> AIM OF THE TASK
Starting from the line containing "Could you put a marker on the sign", write out the rest of the entries exactly, through the final line, including nothing else.

Raw records
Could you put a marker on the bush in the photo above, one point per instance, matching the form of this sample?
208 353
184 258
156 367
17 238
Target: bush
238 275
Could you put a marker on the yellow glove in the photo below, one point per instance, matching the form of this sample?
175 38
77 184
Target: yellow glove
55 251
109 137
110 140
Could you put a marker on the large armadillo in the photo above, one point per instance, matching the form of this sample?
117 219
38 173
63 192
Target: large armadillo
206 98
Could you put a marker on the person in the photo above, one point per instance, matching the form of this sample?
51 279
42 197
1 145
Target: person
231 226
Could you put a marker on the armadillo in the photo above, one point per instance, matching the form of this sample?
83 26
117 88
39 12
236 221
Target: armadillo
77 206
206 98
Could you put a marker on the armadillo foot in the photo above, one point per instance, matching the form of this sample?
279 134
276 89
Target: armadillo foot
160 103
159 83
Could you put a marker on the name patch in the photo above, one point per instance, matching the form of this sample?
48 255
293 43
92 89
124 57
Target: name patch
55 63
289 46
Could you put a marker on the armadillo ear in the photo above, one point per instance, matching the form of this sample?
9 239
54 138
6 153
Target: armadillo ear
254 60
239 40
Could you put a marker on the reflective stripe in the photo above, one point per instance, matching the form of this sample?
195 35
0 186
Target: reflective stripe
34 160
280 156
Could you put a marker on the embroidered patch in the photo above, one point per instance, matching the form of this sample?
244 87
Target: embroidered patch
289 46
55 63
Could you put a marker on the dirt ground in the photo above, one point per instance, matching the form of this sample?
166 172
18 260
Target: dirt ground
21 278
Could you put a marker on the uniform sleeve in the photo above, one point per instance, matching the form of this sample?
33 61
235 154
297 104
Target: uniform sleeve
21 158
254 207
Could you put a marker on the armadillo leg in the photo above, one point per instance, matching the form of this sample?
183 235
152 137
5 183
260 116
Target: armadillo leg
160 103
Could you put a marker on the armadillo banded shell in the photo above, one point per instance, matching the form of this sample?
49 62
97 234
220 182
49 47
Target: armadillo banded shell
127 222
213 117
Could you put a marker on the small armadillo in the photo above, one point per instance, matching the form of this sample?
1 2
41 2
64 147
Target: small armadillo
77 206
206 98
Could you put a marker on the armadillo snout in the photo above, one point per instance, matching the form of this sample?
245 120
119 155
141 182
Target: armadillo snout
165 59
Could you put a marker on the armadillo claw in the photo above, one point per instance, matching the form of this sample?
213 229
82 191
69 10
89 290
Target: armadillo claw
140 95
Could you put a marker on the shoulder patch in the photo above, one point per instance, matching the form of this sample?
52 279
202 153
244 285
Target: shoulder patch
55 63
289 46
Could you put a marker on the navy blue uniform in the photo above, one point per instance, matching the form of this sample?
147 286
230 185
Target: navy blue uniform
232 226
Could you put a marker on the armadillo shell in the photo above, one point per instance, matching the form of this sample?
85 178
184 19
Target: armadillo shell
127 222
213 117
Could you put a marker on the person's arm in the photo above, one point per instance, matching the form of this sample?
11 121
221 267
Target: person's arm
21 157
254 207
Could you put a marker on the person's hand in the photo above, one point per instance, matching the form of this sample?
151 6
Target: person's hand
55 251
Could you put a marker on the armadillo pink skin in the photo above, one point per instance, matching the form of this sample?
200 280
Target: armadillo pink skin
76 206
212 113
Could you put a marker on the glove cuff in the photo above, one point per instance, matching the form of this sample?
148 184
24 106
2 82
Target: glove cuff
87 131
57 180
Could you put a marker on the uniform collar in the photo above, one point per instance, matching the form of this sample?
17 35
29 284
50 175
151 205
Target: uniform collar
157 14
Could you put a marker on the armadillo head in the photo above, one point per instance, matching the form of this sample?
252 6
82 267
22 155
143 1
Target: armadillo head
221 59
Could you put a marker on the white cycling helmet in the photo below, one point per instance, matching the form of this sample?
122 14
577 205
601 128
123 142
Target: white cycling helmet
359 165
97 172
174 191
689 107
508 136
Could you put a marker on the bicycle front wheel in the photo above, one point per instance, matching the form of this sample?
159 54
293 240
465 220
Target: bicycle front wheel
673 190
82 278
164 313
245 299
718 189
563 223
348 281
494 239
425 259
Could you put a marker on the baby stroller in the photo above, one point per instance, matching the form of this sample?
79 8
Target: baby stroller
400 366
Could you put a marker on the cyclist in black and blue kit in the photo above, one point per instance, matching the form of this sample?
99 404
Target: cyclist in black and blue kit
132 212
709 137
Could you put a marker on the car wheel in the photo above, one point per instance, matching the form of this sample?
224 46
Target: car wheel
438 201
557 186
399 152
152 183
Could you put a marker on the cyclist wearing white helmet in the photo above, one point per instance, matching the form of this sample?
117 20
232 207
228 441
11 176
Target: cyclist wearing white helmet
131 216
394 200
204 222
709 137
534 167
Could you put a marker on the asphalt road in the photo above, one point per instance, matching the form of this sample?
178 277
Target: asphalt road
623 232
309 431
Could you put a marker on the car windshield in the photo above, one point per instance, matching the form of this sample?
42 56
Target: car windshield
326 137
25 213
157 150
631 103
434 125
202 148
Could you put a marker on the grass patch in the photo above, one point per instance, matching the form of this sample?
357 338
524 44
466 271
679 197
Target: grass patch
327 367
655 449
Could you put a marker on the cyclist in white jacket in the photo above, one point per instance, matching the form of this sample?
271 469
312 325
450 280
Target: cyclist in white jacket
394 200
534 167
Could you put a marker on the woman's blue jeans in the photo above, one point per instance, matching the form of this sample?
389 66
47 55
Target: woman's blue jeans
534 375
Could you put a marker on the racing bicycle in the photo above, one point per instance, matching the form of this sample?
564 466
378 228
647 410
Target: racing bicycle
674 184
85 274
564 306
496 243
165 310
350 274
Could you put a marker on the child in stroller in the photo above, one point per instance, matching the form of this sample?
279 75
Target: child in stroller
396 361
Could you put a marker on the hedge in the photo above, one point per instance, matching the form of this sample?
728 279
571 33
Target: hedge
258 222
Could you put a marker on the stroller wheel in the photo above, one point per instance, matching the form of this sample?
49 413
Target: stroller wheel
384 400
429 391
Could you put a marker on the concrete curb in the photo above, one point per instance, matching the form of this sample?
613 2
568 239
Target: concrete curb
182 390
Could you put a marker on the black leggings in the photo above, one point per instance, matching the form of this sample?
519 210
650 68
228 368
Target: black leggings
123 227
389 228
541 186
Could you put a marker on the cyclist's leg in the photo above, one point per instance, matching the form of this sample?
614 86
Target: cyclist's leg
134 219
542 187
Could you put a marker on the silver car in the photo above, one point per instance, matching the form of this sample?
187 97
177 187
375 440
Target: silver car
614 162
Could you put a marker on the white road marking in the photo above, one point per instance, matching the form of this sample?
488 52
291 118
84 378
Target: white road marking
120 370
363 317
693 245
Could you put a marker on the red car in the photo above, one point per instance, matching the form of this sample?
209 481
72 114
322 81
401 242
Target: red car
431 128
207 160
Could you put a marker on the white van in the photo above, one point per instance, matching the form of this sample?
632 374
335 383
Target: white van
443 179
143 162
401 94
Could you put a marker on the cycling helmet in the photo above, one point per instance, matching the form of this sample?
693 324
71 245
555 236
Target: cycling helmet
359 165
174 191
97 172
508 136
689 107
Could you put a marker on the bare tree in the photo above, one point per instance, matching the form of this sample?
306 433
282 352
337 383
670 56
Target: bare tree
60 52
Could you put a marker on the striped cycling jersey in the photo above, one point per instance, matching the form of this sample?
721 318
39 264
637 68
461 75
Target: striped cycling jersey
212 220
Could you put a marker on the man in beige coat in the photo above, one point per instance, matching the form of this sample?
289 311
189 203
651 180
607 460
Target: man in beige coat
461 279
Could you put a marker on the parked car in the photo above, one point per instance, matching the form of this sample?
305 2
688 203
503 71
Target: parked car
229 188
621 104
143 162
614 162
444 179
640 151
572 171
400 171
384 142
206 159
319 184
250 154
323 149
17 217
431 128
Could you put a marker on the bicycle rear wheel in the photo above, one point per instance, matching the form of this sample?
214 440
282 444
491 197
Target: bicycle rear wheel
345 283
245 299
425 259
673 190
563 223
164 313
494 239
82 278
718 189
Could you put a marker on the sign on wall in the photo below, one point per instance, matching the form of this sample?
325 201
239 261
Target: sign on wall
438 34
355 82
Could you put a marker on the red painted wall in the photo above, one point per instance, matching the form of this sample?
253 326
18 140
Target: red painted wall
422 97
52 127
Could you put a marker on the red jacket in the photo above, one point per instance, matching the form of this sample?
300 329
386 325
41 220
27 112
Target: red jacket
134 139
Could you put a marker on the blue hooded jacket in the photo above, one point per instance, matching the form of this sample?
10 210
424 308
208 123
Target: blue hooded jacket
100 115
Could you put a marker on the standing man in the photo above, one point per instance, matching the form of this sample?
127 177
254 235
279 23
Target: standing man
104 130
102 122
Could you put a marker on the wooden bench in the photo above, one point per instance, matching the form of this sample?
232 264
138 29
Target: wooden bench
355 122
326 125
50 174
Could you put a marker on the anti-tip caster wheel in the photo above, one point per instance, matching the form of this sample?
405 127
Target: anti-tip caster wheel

> ANSWER TO THE TASK
Could you put a marker on the sign on wall in the photo below, one point per instance, matching the form of this sample?
325 201
239 261
Target: sign on wall
438 34
355 82
Could you put a marker on the red painted wall in the photo above, one point per instance, matching the form of this sample?
253 326
18 140
Target: red painted wall
422 97
52 127
Could you put a marker on the red jacket in the photo above, one point per instance, matching the form of this sample?
300 329
386 325
41 220
27 112
Target: red jacket
134 139
Could you put a marker on the blue hooded jacket in the photo above, one point per instance, matching the form of this sample?
10 210
424 308
208 123
Target: blue hooded jacket
100 115
Could you put a marker on the standing man in the photo above, one point per instance, matching the form of this sample?
127 177
254 235
279 23
Target: standing man
104 130
102 122
Could you put a marker on the wooden bench in the photo above, one point per instance, matching the form of this sample?
232 264
138 29
Target: wooden bench
355 122
326 125
50 174
Could you put a marker on the anti-tip caster wheel in the photo above, one point per instance, matching the form of this sample?
405 127
Target: anti-tip caster wheel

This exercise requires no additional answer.